▶ Tekstblok:
* * * * *

Gelet op het vorenoverwogene acht het Hof de heffingsambtenaar, ook in het licht van hetgeen belanghebbende daartegen voor het overige heeft aangevoerd, geslaagd in de op hem rustende bewijslast dat hij de WOZ-waarde van de woning niet te hoog heeft vastgesteld.
Slotsom
5.3.
Het vorenstaande leidt tot de slotsom dat het hoger beroep ongegrond is. De uitspraak van de rechtbank dient, met verbetering van gronden (ro. 5.1.1 en 5.1.2), te worden bevestigd.
6. Kosten
Het Hof vindt geen aanleiding voor een veroordeling in de kosten in verband met de behandeling van het hoger beroep op de voet van artikel 8:75 van de Awb in verbinding met artikel 8:108 van die wet.
7. Beslissing
Het Hof bevestigt de uitspraak van de rechtbank.
De uitspraak is gedaan door mrs. N. Djebali, voorzitter, H.E. Kostense en S. Faber, leden van de belastingkamer, in tegenwoordigheid van mr. S.K. Grando als griffier. De beslissing is op 14 juni 2022 in het openbaar uitgesproken.
De griffier is verhinderd de uitspraak te tekenen.
Tegen deze uitspraak kunnen beide partijen binnen zes weken na de verzenddatum beroep in cassatie instellen bij de Hoge Raad der Nederlanden via het webportaal van de Hoge Raad www.hogeraad.nl.
Bepaalde personen die niet worden vertegenwoordigd door een gemachtigde die beroepsmatig rechtsbijstand verleent, mogen per post beroep in cassatie stellen. Dit zijn natuurlijke personen en verenigingen waarvan de statuten niet zijn opgenomen in een notariële akte. Als zij geen gebruik willen maken van digitaal procederen kunnen deze personen het beroepschrift in cassatie sturen aan de Hoge Raad der Nederlanden (belastingkamer), postbus 20303, 2500 EH Den Haag. Alle andere personen en gemachtigden die beroepsmatig rechtsbijstand verlenen, zijn in beginsel verplicht digitaal te procederen (zie www.hogeraad.nl).
Bij het instellen van beroep in cassatie moet het volgende in acht worden genomen:
1. bij het beroepschrift wordt een afschrift van deze uitspraak gevoegd;
2 - ( alleen bij procederen op papier) het beroepschrift moet ondertekend zijn;
3 - het beroepschrift moet ten minste het volgende vermelden:
a. de naam en het adres van de indiener;
b. de dagtekening;
c. een omschrijving van de uitspraak waartegen het beroep in cassatie is gericht;
d. de gronden van het beroep in cassatie.

* * * * *

▶ Gegevens:
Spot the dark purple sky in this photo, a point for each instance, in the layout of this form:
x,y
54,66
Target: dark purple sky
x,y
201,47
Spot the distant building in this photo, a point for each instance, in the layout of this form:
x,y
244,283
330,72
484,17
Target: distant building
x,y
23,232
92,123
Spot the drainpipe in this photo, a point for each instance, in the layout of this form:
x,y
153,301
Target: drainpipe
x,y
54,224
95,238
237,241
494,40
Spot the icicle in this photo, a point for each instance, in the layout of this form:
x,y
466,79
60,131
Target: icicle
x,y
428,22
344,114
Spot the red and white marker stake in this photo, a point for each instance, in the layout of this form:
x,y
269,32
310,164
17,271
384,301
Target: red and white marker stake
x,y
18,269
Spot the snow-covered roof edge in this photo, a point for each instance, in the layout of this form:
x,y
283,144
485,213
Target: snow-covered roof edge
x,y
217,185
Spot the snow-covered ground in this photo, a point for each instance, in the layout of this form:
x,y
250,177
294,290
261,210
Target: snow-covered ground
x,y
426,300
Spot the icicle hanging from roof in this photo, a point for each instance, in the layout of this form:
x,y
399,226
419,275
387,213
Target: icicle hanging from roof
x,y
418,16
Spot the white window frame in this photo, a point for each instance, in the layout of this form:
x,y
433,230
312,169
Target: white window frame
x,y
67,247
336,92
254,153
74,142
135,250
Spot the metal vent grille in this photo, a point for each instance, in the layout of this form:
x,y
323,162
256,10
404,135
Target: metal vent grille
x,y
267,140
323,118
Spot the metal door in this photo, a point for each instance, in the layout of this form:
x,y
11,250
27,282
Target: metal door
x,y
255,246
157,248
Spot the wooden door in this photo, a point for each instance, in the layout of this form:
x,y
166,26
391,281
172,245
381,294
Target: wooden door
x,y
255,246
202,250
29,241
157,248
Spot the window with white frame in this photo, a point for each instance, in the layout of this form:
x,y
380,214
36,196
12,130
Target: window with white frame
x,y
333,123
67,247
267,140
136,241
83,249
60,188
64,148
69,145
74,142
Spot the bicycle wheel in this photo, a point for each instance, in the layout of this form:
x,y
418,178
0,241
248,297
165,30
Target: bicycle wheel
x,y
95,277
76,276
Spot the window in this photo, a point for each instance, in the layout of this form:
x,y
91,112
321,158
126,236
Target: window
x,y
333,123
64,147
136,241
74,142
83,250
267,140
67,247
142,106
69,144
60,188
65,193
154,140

* * * * *

Beantwoord aan de hand van het tekstblok over de uitspraak van het Hof de volgende vragen.
1. Op welke datum is de beslissing in het openbaar uitgesproken?
2. Binnen welke termijn kunnen beide partijen beroep in cassatie instellen?
3. Naar welk postadres kunnen personen die per post mogen procederen hun beroepschrift in cassatie sturen?

▶ Schriftelijk antwoord:
1. Op 14 juni 2022.
2. Binnen zes weken na de verzenddatum.
3. Naar de Hoge Raad der Nederlanden (belastingkamer), postbus 20303, 2500 EH Den Haag.